In the post on the Agile User Story completion cycle, rewrite the passage that begins at the words "Because of this" and stops after "as a result.", swapping "fascinating" for "illuminating".

= Supplied text =
************

Agile User Story completion cycle

Agile User Story completion cycle

Because of this emphasis on QA in my role I started to read about how to do this in an Agile fashion, and the results are fascinating.  The connection between the QA role and the BA/requirements role in Agile projects is very strong, and the Agile testing techniques I have learnt have helped my requirements analysis and definition as a result.

This mindset change starts with the “Agile Testing” book by Lisa Crispin and Janet Gregory.  It is quite a large book, but very practical and describes in detail the daily hands-on role a tester must play on an Agile project.  I will not review the book here, that is another post on its own, but I am adding the Agile Testing Quadrant below as it gives a good overview of the different areas of testing.

Agile Testing Quadrant from "Agile Testing" by Lisa Crispin & Janet Gregory

Essentially the book drills home the many different angles from which the product must be tested in order that you can be sure of as solid an end result as possible.  Critically the developers must practice Test Driven Design (TDD) for this all to work.  This is accomplished by starting with failing unit tests (because the functionality does not yet exist) and then coding the solution so that the tests now pass.  So for example, they would start with a test titled “User can enter a username and password to login”, and then code the user login functionality so that the test passes.  I learned of TDD upon starting at Triton-Tek and understand what its purpose was, however since reading this book my eyes have been opened to how the same approach can be used when gathering requirements, and how that can feed directly in to the code, simultaneously creating automated unit tests and setting the acceptance criteria for when a story can be considered “done”.

************

= Information supplied =
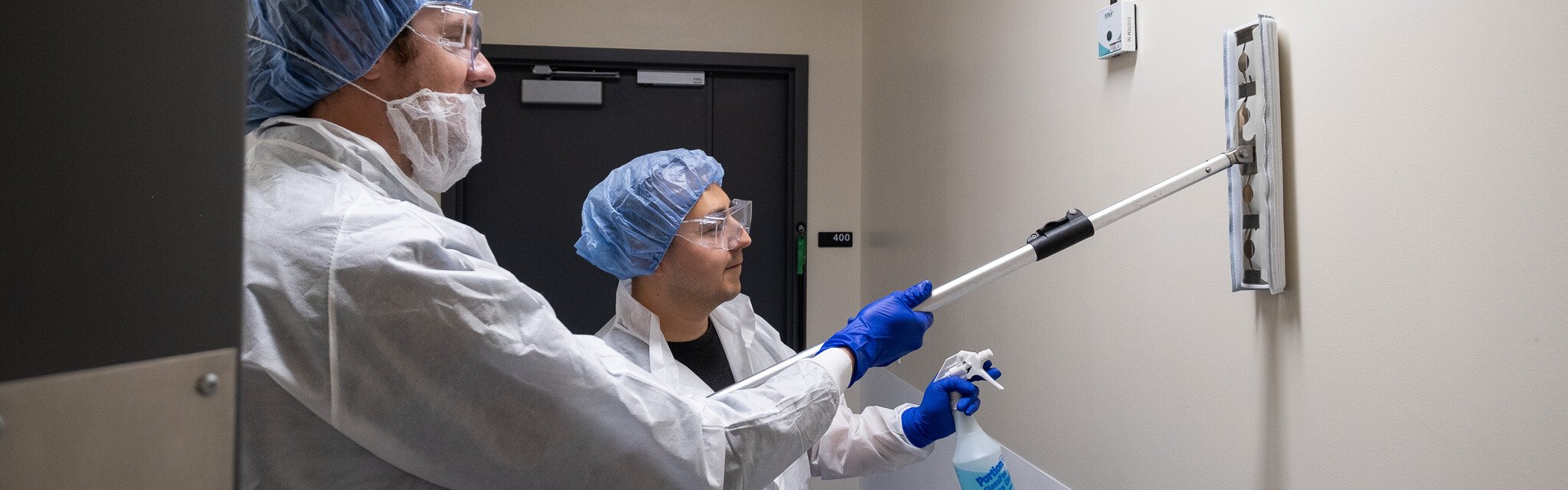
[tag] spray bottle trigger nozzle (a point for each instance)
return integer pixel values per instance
(968, 364)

************

= Worked solution =
Because of this emphasis on QA in my role I started to read about how to do this in an Agile fashion, and the results are illuminating.  The connection between the QA role and the BA/requirements role in Agile projects is very strong, and the Agile testing techniques I have learnt have helped my requirements analysis and definition as a result.